[BEGIN Listed entries]

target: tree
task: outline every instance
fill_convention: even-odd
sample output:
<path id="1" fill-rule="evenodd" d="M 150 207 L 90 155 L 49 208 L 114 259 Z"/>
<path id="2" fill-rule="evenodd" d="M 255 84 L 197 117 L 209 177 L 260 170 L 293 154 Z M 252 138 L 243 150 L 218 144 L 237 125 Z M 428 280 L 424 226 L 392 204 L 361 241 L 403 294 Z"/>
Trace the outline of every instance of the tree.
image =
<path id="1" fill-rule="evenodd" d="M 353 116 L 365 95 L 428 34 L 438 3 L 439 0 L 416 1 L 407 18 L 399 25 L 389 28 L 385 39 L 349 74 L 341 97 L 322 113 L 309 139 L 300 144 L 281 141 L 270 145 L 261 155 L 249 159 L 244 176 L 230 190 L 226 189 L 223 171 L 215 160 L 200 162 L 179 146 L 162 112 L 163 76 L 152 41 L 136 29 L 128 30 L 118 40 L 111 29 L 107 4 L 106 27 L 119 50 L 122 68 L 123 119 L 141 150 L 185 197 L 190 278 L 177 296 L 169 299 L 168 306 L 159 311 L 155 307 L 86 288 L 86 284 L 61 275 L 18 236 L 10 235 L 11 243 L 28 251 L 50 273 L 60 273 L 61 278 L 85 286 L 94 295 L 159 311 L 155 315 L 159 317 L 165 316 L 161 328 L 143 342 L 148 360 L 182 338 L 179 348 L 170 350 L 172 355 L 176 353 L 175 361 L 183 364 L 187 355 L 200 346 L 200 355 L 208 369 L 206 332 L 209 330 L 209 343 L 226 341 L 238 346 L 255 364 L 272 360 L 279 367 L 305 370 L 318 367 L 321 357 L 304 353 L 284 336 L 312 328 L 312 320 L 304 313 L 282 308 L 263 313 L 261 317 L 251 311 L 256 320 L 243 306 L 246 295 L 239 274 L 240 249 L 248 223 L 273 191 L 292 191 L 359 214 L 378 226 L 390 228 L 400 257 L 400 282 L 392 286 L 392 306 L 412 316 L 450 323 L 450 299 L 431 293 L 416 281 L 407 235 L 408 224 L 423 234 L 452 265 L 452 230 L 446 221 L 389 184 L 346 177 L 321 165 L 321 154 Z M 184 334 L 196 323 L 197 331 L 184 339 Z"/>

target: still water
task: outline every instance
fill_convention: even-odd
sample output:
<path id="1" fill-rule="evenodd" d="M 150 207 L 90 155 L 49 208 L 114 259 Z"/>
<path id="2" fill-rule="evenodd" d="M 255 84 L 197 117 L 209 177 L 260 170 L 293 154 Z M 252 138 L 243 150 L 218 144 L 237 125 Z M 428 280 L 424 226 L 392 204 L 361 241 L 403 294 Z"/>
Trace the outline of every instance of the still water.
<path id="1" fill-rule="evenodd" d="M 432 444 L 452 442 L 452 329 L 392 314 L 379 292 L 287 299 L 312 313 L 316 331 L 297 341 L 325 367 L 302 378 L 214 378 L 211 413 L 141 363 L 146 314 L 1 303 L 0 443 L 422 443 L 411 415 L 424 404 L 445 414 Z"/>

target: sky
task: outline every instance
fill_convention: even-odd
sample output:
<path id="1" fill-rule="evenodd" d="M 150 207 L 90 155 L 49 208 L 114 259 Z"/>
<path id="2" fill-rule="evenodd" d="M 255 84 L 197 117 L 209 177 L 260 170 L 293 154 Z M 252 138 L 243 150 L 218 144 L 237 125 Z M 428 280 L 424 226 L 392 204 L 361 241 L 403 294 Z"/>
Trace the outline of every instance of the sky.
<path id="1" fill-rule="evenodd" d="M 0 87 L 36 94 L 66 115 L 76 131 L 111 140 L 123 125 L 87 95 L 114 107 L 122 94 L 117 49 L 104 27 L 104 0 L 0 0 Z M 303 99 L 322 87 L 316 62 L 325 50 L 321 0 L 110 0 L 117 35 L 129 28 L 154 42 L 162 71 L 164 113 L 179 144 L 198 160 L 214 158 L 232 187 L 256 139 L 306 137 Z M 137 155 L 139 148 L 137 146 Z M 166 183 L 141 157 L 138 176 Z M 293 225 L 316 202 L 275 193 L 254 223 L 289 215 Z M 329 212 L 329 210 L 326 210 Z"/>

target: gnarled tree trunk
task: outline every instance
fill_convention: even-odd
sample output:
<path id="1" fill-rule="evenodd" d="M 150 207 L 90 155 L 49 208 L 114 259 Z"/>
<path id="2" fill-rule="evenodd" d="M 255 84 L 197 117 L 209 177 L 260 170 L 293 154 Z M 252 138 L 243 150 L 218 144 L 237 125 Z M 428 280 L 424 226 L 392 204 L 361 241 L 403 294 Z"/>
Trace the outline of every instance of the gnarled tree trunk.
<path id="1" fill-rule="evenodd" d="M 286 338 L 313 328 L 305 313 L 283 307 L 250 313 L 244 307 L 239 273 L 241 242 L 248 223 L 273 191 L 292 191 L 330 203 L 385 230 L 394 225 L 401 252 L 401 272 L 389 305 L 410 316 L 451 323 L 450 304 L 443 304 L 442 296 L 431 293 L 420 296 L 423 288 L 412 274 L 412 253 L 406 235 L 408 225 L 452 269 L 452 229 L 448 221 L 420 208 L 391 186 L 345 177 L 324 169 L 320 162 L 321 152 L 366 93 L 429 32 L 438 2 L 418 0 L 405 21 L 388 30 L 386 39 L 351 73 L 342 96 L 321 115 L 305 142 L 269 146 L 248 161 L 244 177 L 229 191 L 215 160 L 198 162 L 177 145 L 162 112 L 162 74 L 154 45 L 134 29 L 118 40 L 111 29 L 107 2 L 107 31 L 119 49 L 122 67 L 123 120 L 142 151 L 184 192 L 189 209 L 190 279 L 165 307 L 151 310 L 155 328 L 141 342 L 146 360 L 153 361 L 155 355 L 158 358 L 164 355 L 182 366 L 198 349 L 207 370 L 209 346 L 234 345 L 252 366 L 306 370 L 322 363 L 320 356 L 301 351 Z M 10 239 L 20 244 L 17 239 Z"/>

[END Listed entries]

Provide an exact reproduction of all the entries shown above.

target: tree
task: outline every instance
fill_convention: even-odd
sample output:
<path id="1" fill-rule="evenodd" d="M 150 207 L 90 155 L 49 208 L 114 259 Z"/>
<path id="2" fill-rule="evenodd" d="M 255 84 L 197 117 L 209 177 L 260 170 L 293 154 Z M 252 138 L 243 150 L 218 144 L 237 125 Z M 428 280 L 424 226 L 392 204 L 361 241 L 403 294 Z"/>
Trace the outline of every instance of the tree.
image =
<path id="1" fill-rule="evenodd" d="M 353 116 L 365 95 L 428 34 L 438 3 L 439 0 L 416 1 L 407 18 L 399 25 L 389 28 L 385 39 L 349 74 L 341 97 L 322 113 L 309 139 L 300 144 L 281 141 L 270 145 L 261 155 L 249 159 L 244 176 L 230 190 L 226 189 L 223 171 L 215 160 L 200 162 L 179 146 L 162 112 L 163 76 L 152 41 L 136 29 L 128 30 L 118 40 L 111 29 L 107 4 L 106 27 L 119 50 L 122 68 L 123 119 L 141 150 L 185 197 L 190 278 L 177 296 L 169 299 L 168 306 L 159 311 L 155 307 L 86 288 L 86 284 L 61 275 L 18 236 L 10 235 L 11 243 L 28 251 L 50 273 L 60 273 L 61 278 L 85 286 L 94 295 L 159 311 L 155 315 L 159 317 L 165 316 L 161 328 L 143 342 L 148 360 L 182 338 L 179 348 L 170 350 L 172 355 L 176 353 L 175 361 L 183 364 L 187 355 L 200 346 L 200 355 L 208 369 L 206 332 L 209 330 L 209 343 L 226 341 L 238 346 L 255 364 L 272 360 L 279 367 L 305 370 L 318 367 L 321 357 L 304 353 L 284 336 L 312 328 L 312 320 L 304 313 L 282 308 L 263 313 L 261 317 L 251 311 L 256 320 L 243 306 L 246 295 L 239 274 L 240 249 L 248 223 L 273 191 L 292 191 L 359 214 L 378 226 L 390 228 L 400 257 L 400 282 L 392 286 L 392 306 L 412 316 L 450 323 L 450 299 L 431 293 L 416 281 L 407 235 L 408 224 L 423 234 L 452 265 L 452 230 L 446 221 L 389 184 L 346 177 L 321 165 L 321 154 Z M 184 334 L 196 323 L 197 331 L 184 339 Z"/>

target: still water
task: outline every instance
fill_convention: even-odd
sample output:
<path id="1" fill-rule="evenodd" d="M 150 207 L 90 155 L 49 208 L 114 259 Z"/>
<path id="2" fill-rule="evenodd" d="M 255 84 L 197 117 L 209 177 L 260 170 L 293 154 Z M 252 138 L 243 150 L 218 144 L 237 125 Z M 428 280 L 424 226 L 392 204 L 361 241 L 403 294 Z"/>
Trace the outline of every instance of the still water.
<path id="1" fill-rule="evenodd" d="M 432 444 L 452 442 L 452 329 L 392 314 L 379 292 L 287 299 L 312 313 L 316 331 L 297 341 L 325 367 L 302 378 L 214 378 L 211 413 L 141 363 L 146 314 L 1 303 L 0 443 L 422 443 L 411 415 L 424 404 L 445 414 Z"/>

target: sky
task: outline every instance
fill_convention: even-odd
sample output:
<path id="1" fill-rule="evenodd" d="M 150 207 L 90 155 L 49 208 L 114 259 Z"/>
<path id="2" fill-rule="evenodd" d="M 255 84 L 197 117 L 209 177 L 260 170 L 293 154 Z M 252 138 L 243 150 L 218 144 L 237 125 Z M 428 280 L 424 226 L 392 204 L 361 241 L 403 294 Z"/>
Trace the outline of every instance of the sky.
<path id="1" fill-rule="evenodd" d="M 0 87 L 36 94 L 66 115 L 76 131 L 111 140 L 123 125 L 87 95 L 114 107 L 122 94 L 117 49 L 104 27 L 104 0 L 0 0 Z M 303 99 L 322 87 L 316 62 L 325 50 L 321 0 L 110 0 L 117 35 L 129 28 L 154 42 L 162 71 L 164 113 L 179 144 L 198 160 L 214 158 L 232 187 L 256 139 L 306 137 Z M 137 155 L 139 148 L 137 146 Z M 166 183 L 141 157 L 138 176 Z M 293 225 L 316 202 L 275 193 L 254 223 L 289 215 Z M 329 212 L 329 210 L 326 210 Z"/>

target: gnarled tree trunk
task: outline every instance
fill_convention: even-odd
sample output:
<path id="1" fill-rule="evenodd" d="M 150 207 L 90 155 L 49 208 L 114 259 Z"/>
<path id="2" fill-rule="evenodd" d="M 255 84 L 197 117 L 209 177 L 260 170 L 293 154 Z M 252 138 L 243 150 L 218 144 L 237 125 Z M 428 280 L 424 226 L 392 204 L 361 241 L 403 294 Z"/>
Trace the outline of every instance of the gnarled tree trunk.
<path id="1" fill-rule="evenodd" d="M 286 338 L 313 328 L 305 313 L 283 307 L 250 313 L 244 307 L 239 273 L 241 242 L 248 223 L 273 191 L 292 191 L 330 203 L 385 230 L 394 225 L 401 252 L 401 272 L 389 305 L 410 316 L 451 323 L 450 304 L 443 304 L 442 296 L 431 293 L 420 296 L 423 288 L 412 274 L 412 253 L 406 235 L 408 225 L 452 269 L 452 229 L 448 221 L 420 208 L 391 186 L 345 177 L 324 169 L 320 162 L 321 152 L 366 93 L 429 32 L 438 2 L 418 0 L 405 21 L 388 30 L 386 39 L 351 73 L 342 96 L 321 115 L 305 142 L 269 146 L 248 161 L 244 177 L 229 191 L 215 160 L 198 162 L 177 145 L 162 112 L 162 74 L 154 45 L 134 29 L 118 40 L 111 29 L 107 2 L 107 31 L 119 49 L 122 67 L 123 120 L 142 151 L 184 192 L 189 209 L 190 279 L 165 307 L 151 310 L 155 328 L 141 342 L 146 360 L 153 361 L 155 355 L 158 358 L 164 355 L 182 366 L 198 349 L 207 370 L 209 346 L 234 345 L 252 366 L 306 370 L 322 363 L 320 356 L 301 351 Z M 10 239 L 20 244 L 17 239 Z"/>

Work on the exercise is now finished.